## How to complete this task
The listing beneath should be written out in full, exactly as shown.

## Recorded information
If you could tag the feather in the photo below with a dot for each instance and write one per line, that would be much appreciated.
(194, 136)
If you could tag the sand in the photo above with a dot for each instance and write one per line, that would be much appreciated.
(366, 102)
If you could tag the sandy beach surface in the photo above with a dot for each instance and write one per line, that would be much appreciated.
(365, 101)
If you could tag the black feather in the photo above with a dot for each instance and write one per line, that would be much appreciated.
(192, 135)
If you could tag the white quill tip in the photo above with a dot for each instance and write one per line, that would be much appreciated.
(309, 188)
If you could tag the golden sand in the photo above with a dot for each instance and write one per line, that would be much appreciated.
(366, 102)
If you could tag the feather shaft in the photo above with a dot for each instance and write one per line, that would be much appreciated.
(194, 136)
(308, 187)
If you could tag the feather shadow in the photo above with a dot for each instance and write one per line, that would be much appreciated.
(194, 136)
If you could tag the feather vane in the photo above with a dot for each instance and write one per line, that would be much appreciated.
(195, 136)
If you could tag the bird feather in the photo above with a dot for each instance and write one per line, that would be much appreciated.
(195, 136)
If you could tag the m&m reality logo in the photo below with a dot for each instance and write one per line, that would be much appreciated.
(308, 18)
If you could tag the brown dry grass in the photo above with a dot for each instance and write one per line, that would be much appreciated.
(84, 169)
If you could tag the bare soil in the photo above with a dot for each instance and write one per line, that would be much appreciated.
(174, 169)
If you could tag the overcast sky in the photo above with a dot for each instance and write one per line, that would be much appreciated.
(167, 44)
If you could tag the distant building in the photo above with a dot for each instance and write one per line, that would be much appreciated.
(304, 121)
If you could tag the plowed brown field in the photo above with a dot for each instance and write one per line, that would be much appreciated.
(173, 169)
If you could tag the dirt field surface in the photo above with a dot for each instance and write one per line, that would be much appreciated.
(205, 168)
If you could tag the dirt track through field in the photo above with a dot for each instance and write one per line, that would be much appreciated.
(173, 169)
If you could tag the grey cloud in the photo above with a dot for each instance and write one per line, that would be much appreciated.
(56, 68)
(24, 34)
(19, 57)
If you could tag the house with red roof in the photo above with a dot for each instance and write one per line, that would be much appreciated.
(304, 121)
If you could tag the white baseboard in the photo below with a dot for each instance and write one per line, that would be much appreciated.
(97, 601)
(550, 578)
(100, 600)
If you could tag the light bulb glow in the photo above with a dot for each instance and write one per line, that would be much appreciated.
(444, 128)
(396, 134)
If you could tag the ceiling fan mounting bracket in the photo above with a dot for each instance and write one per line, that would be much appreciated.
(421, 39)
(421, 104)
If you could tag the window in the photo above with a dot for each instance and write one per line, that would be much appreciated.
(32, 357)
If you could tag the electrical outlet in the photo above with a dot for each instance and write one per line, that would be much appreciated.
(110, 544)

## Exercise solution
If you could tag the feather in the photo below with a dot for each instance and write one per line, that would be much appreciated.
(194, 136)
If you could tag the sand in the photo above with a dot for each instance and write one per line, that would be much appreciated.
(366, 102)
If you could tag the sandy beach surface in the photo above with a dot for each instance and write one per line, that would be much appreciated.
(365, 101)
If you could tag the black feather in the photo above with a dot for each instance and write one per line, that would be much appreciated.
(192, 135)
If you could tag the white quill tip in the photo above with a dot for each instance and write one per line, that would be much appreciated.
(309, 188)
If you could tag the golden sand in the photo above with a dot for each instance and write one per line, that would be much appreciated.
(366, 102)
If you could tag the feather shaft in the photo above with a dot for each instance and write one per line, that would be much appreciated.
(194, 136)
(308, 187)
If you could tag the feather shadow in the photo above with a dot for each instance and write one per line, that would be much appreciated.
(194, 136)
If you could tag the feather vane in the photo above with a dot for each instance and write one per line, that would be much appreciated.
(195, 136)
If you could tag the bird feather in the photo above with a dot for each instance and write one per line, that would be much appreciated.
(195, 136)
If you could tag the m&m reality logo in the photo below with a dot for each instance and write one per line, that would be much appreciated.
(308, 18)
If you could tag the brown dry grass in the photo above with a dot for each instance and write one per line, that would be much appreciated.
(84, 169)
If you could tag the bare soil in the photo above with a dot for each instance and write one per line, that would be much appreciated.
(174, 169)
If you could tag the overcast sky in the photo above with a dot for each instance and write one per line, that would be much appreciated.
(167, 44)
If you could tag the distant building in the photo above with a dot for each instance and write one per line, that would be much appreciated.
(304, 121)
If you could tag the plowed brown field in the photo above with a dot for each instance and write one per line, that would be much appreciated.
(173, 169)
If you could tag the dirt field surface in the photo above with a dot for each instance and write one per line, that would be much appreciated.
(205, 168)
If you could tag the dirt track through field in the photo above with a dot for each instance and write one per line, that would be much appreciated.
(173, 169)
If you could tag the grey cloud in the photo above with a dot for each instance and write one per line, that would be much appreciated.
(56, 68)
(24, 34)
(19, 57)
If you could tag the house with red roof in the photo above with a dot for each instance and write one per line, that would be much appreciated.
(304, 121)
If you could tag the white baseboard in the photo below with a dot for each instance and write one per line, that would be much appreciated.
(97, 601)
(550, 578)
(100, 600)
If you could tag the light bulb glow in the photo above with a dot for each instance and write one per line, that would be much appreciated.
(444, 128)
(396, 134)
If you could tag the ceiling fan mounting bracket in the photo above with a dot for each instance and write one per line, that would be much appreciated.
(421, 39)
(421, 104)
If you could tag the window in the photo above with a dot for each instance and write one per line, that would be much appreciated.
(32, 357)
If you could tag the electrical outlet in the photo above with a dot for each instance and write one per line, that would be much appreciated.
(110, 544)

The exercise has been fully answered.